Pointing rows »
# # #

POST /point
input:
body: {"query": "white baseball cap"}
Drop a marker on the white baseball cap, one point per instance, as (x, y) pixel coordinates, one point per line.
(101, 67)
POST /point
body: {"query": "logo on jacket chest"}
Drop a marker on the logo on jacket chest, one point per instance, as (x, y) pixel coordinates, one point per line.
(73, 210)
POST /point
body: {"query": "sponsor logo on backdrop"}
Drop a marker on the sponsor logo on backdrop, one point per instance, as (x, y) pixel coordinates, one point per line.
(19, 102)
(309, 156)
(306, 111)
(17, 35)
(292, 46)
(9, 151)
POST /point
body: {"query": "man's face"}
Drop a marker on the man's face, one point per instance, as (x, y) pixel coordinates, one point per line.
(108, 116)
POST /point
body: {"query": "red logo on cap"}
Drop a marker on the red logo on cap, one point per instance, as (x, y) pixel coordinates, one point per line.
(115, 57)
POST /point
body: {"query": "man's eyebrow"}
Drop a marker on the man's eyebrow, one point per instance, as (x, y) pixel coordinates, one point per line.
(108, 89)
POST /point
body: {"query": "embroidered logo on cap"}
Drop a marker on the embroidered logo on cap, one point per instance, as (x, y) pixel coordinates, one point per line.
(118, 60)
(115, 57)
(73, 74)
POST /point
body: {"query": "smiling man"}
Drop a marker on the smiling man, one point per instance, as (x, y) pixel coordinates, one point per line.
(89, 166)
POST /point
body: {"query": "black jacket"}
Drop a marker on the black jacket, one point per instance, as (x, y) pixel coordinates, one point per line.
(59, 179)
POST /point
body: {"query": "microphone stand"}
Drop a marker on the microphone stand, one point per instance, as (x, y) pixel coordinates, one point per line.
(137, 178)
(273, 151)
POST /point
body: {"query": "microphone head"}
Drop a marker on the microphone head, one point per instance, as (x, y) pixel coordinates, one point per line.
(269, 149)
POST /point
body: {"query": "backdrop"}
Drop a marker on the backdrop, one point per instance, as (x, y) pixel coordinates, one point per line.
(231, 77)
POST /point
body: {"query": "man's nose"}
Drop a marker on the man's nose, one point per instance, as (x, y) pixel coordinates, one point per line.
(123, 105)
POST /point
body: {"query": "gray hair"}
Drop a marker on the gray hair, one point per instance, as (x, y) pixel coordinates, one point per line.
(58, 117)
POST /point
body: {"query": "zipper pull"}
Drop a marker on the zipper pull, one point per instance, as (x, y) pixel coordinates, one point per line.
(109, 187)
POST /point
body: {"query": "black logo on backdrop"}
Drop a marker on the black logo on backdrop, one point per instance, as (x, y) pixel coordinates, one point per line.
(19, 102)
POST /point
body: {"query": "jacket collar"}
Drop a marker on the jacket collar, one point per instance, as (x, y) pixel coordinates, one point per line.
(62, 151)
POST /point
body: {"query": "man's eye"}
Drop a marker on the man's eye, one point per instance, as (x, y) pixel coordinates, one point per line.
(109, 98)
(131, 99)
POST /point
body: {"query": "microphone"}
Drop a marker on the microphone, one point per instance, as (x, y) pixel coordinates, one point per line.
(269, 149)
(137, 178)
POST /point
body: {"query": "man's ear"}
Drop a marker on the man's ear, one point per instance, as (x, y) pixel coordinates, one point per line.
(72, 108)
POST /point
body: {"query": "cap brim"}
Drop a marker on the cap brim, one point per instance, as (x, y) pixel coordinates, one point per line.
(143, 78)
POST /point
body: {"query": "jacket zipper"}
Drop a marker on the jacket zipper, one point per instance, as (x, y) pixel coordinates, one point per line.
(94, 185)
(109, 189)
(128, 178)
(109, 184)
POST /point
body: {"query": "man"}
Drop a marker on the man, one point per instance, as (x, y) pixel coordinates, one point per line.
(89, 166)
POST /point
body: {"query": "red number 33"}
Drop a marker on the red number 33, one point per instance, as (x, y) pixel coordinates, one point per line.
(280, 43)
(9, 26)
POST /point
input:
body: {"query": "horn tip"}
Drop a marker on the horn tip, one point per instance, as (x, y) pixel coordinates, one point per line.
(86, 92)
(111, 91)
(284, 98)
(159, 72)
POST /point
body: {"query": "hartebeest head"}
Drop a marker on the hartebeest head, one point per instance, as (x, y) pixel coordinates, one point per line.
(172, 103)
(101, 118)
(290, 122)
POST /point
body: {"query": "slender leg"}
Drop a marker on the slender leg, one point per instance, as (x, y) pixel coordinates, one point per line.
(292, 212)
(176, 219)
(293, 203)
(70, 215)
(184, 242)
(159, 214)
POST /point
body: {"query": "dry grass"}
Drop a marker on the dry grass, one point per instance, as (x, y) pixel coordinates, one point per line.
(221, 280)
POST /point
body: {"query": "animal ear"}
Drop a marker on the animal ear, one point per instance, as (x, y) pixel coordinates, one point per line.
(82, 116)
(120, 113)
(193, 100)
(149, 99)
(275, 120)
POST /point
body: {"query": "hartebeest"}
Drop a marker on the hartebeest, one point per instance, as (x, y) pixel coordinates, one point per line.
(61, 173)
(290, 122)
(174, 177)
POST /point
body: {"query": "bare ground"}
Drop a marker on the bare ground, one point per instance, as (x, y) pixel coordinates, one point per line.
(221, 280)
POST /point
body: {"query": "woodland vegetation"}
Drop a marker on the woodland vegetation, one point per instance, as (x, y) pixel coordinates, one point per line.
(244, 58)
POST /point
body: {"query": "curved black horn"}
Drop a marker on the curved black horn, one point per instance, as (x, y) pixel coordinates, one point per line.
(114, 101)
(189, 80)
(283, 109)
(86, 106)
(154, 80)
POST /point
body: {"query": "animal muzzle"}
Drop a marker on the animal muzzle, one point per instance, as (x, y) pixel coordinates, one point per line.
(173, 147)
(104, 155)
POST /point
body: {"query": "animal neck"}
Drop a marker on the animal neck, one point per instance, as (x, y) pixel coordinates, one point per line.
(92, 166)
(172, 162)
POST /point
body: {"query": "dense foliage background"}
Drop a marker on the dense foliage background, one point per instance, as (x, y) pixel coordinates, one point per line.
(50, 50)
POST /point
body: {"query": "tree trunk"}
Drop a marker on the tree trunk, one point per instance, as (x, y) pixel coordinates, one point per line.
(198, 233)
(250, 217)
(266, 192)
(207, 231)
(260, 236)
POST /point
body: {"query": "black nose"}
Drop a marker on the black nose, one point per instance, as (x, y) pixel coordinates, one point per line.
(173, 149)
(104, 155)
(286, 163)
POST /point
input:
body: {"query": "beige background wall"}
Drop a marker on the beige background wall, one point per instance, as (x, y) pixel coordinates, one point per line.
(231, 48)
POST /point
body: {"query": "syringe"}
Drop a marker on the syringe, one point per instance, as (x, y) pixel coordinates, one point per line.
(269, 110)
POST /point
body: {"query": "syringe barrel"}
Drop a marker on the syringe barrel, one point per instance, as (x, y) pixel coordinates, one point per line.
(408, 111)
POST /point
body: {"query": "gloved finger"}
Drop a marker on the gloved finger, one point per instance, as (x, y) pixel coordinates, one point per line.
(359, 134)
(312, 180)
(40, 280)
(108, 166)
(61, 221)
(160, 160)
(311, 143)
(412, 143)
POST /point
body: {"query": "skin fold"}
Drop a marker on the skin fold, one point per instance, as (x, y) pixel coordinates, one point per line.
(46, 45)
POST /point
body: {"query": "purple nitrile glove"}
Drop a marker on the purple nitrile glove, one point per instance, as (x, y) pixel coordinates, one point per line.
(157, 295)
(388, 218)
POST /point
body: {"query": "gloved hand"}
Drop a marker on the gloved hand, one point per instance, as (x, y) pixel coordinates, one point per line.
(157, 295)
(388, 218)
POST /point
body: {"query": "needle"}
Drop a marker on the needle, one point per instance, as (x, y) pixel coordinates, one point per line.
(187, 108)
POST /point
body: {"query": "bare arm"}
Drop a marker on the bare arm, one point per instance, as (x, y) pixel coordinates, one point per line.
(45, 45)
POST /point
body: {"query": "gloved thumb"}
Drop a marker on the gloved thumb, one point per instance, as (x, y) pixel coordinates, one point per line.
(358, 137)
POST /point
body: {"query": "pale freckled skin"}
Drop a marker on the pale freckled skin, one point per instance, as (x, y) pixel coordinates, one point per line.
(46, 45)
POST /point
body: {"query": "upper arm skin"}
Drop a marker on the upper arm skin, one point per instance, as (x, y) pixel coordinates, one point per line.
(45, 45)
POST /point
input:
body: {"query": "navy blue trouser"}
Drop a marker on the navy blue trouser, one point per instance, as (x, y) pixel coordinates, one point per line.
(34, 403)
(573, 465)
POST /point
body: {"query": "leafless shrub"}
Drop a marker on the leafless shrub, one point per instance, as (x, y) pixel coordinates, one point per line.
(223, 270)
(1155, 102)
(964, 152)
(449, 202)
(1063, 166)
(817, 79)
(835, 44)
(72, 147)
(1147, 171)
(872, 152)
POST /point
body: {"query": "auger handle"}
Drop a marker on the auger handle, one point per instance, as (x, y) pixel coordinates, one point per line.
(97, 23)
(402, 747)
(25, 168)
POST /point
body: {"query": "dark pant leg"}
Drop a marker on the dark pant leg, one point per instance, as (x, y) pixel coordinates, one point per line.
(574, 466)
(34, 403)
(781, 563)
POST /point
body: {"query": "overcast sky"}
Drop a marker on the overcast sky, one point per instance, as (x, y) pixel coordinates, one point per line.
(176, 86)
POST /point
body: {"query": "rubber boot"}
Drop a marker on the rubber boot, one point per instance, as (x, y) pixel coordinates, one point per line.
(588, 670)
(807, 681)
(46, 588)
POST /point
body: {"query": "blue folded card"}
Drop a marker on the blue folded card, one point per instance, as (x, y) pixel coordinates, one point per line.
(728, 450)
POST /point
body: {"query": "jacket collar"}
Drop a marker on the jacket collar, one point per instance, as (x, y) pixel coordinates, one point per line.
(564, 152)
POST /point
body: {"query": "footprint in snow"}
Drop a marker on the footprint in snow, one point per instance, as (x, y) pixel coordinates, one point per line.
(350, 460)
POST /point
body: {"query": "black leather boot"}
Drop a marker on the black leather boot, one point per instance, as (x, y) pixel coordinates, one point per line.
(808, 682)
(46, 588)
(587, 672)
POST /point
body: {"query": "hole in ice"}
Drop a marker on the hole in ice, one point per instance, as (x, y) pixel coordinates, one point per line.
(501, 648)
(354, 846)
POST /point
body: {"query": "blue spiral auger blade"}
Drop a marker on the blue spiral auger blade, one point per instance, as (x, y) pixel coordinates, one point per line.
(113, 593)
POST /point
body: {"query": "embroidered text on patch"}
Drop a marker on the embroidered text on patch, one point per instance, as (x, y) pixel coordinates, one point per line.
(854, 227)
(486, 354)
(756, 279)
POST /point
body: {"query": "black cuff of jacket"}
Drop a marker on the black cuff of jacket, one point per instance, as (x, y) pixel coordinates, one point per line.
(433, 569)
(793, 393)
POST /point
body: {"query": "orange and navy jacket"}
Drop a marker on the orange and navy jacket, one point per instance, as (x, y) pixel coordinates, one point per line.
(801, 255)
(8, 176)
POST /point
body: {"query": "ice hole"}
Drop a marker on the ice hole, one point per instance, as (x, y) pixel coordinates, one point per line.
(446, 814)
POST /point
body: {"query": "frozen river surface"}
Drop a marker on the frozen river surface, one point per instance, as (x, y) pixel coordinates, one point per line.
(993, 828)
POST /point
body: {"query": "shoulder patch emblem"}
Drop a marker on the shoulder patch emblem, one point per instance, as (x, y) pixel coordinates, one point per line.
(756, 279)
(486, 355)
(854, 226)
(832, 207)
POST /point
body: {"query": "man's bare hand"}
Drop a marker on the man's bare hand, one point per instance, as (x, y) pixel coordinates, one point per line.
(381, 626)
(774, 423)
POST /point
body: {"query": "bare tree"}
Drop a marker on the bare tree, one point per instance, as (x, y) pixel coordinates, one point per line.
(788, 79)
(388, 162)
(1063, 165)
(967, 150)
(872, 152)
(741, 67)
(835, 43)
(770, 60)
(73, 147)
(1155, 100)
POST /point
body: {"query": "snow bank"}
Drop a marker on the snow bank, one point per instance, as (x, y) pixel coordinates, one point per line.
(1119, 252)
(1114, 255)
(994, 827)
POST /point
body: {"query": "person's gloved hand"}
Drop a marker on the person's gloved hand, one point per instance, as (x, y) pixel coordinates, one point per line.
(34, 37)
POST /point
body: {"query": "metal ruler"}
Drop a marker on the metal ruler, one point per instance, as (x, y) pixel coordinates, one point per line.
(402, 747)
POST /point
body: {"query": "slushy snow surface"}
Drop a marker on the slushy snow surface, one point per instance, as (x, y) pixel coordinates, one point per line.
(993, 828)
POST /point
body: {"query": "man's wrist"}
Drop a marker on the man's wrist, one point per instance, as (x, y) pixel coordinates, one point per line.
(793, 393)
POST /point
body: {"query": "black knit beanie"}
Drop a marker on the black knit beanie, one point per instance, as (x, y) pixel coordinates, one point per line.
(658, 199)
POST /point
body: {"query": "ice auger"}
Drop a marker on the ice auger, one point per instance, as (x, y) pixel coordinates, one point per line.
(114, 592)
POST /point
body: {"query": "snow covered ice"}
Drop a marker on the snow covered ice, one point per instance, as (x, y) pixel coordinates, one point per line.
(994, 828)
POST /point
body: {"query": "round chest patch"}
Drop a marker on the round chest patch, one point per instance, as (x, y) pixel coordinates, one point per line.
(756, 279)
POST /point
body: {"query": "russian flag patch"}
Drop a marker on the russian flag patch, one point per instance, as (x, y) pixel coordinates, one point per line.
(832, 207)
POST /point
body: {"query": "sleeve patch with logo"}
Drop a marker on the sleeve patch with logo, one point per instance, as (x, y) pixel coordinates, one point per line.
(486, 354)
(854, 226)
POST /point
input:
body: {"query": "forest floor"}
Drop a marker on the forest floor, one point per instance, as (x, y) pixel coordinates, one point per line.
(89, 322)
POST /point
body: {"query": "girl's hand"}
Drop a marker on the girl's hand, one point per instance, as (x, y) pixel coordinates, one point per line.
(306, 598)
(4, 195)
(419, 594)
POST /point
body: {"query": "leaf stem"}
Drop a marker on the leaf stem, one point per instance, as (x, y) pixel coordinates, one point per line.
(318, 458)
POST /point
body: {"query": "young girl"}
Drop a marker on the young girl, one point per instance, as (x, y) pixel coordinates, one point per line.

# # #

Written problem »
Please count the lines in the rows above that contain the string "boot", matching case exactly, and give only the number.

Answer below »
4